* _TEXT UNDER STUDY_
__________________________________________________
The CytoFLEX is a novel semiconductor-based flow cytometer that utilizes avalanche photodiodes, wavelength-division multiplexing, enhanced optics, and diode lasers to maximize light capture and minimize optical and electronic noise. Due to an increasing interest in the use of extracellular vesicles (EVs) as disease biomarkers, and the growing desire to use flow cytometry for the analyses of biological nanoparticles, researchers from Beckman Coulter Life Sciences assessed the light-scatter sensitivity of the CytoFLEX for small-particle detection. They found that the CytoFLEX can fully resolve 70 nm polystyrene and 98.6 nm silica beads by violet side scatter (VSSC). The researchers further analyzed the detection limit for biological nanoparticles, including viruses and EVs, and show that the CytoFLEX can detect viruses down to 81 nm and EVs at least as small as 65 nm. Moreover, they could immunophenotype EV surface antigens, including directly in blood and plasma, demonstrating the double labeling of platelet EVs with CD61 and CD9, as well as triple labeling with CD81 for an EV subpopulation in one donor. In order to assess the refractive indices (RIs) of the viruses and EVs, the researchers devised a new method to inversely calculate the RIs using the intensity vs. size data together with Mie-theory scatter efficiencies scaled to reference-particle measurements. Each of the viruses tested had an equivalent RI, approximately 1.47 at 405 nm, which suggests that flow cytometry can be more broadly used to easily determine virus sizes. They also found that the RIs of EVs increase as the particle diameters decrease below 150 nm, increasing from 1.37 for 200 nm EVs up to 1.61 for 65 nm EVs, expanding the lower range of EVs that can be detected by light scatter.
__________________________________________________
* _ACTIVITIES_
1 - Answer these questions about the CytoFLEX text:
(a) What size of polystyrene beads can the CytoFLEX fully resolve by violet side scatter?
(b) What refractive index at 405 nm did the viruses tested share?
(c) Which two markers were used to double-label platelet EVs?
2 - Write the next few sentences of the CytoFLEX text, continuing after its final sentence.
The material after this text comes from a separate source.
__________________________________________________
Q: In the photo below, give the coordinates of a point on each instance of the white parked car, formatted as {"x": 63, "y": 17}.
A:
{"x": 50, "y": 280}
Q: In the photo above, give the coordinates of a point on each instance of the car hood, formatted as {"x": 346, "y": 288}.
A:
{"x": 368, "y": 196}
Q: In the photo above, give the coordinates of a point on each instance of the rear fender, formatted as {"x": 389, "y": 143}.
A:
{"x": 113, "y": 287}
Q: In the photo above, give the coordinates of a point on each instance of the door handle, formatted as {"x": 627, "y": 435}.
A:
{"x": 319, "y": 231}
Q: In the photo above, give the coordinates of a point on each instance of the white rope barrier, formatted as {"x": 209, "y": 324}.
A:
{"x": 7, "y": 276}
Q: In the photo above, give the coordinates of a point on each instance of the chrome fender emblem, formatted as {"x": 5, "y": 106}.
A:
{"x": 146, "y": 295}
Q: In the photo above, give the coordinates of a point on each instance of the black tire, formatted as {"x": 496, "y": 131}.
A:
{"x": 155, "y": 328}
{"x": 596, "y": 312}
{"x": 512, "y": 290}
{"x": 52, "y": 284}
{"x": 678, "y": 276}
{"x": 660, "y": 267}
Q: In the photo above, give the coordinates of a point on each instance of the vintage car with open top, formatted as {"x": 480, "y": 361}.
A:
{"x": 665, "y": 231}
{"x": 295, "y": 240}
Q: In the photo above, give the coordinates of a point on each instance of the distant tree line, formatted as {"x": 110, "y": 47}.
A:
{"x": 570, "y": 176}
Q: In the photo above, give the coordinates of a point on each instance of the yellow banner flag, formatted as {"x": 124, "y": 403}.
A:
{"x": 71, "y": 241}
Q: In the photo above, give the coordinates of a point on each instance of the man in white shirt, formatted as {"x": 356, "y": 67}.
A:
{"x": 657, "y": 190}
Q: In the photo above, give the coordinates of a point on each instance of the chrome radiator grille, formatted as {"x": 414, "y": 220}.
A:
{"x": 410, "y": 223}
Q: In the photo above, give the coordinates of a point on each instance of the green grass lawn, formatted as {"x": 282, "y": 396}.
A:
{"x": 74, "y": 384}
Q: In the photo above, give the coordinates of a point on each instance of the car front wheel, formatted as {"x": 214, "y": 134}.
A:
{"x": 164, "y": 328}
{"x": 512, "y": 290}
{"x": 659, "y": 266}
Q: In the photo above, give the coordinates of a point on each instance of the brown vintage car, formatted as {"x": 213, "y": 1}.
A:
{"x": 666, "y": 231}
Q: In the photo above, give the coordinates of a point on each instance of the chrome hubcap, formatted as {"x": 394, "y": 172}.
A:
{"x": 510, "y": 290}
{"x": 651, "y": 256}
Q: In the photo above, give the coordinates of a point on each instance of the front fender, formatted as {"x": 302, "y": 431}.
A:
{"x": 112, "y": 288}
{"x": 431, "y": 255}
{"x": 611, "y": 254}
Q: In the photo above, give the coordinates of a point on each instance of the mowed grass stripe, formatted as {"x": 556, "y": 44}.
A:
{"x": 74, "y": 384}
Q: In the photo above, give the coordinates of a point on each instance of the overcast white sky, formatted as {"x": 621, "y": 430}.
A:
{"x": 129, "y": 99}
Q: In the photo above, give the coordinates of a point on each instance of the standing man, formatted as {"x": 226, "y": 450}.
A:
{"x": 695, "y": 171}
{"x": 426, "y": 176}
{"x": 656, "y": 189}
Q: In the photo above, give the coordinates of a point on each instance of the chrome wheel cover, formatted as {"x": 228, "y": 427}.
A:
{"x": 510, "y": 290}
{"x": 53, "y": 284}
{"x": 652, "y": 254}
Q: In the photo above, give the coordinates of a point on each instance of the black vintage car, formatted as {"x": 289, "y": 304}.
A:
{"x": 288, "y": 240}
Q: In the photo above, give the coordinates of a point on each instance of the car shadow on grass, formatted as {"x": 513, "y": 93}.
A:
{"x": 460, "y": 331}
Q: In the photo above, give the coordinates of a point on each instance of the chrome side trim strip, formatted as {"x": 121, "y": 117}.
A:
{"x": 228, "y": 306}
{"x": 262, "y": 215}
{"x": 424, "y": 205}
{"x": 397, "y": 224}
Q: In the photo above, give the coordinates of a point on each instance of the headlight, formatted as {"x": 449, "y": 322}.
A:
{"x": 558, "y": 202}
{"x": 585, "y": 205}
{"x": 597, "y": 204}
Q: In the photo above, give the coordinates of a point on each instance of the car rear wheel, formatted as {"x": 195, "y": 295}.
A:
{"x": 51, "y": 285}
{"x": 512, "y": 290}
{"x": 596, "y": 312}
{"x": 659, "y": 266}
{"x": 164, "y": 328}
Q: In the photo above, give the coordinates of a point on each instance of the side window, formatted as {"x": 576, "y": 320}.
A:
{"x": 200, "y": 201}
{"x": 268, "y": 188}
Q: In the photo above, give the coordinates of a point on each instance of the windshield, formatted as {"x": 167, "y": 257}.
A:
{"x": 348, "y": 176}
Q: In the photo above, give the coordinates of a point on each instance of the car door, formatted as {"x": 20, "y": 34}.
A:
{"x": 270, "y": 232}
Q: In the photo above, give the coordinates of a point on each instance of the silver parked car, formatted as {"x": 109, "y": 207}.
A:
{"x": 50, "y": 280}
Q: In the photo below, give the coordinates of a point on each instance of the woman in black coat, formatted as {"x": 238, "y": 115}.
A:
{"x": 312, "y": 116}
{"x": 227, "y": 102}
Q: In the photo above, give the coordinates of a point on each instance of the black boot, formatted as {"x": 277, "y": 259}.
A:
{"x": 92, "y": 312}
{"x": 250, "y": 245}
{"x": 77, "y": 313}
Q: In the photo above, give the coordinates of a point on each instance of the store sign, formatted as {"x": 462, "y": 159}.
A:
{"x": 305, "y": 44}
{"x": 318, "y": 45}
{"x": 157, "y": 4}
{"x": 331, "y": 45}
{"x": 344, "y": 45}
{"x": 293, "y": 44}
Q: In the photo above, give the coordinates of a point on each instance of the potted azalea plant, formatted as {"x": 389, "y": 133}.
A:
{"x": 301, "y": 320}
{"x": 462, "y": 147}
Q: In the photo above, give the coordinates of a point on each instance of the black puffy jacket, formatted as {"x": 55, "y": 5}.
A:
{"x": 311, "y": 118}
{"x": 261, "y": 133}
__________________________________________________
* _ANSWERS IN ORDER_
1 -
(a) 70 nm
(b) Approximately 1.47
(c) CD61 and CD9

2 -
Optical Innovations in the CytoFLEX
(A) Wavelength-division multiplexing is a method for parsing ranges of light wavelengths, adapted from fiber-optics technology used in the telecommunications industry. Input light from the fiber-optic cable is sequentially reflected by bandpass filters until the particular wavelength range encounters a permissive filter that allows the light to pass through to its associated APD. This design minimizes the loss of light, as occurs with dichroic mirrors. (B) The catadioptric flow-cell design maximizes light collection. Approximately 110° of side-scatter and fluorescent light is focused by a plano-concave mirror on the back of the flow cell. The light path is then shaped by a lens designed similar to a Schmidt corrector plate, which directs light originating from the different lasers to their respective fiber-optic pinholes, while also minimizing the cross-mixing of light.
Overall, the researchers demonstrate that the CytoFLEX has an unprecedented level of sensitivity compared to conventional flow cytometers. Accordingly, the CytoFLEX can be of great benefit to virology and EV research, and will help to expand the use of flow cytometry for minimally invasive liquid biopsies by allowing for the direct analysis of antigen expression on biological nanoparticles within patient samples, including blood, plasma, urine and bronchoalveolar lavages.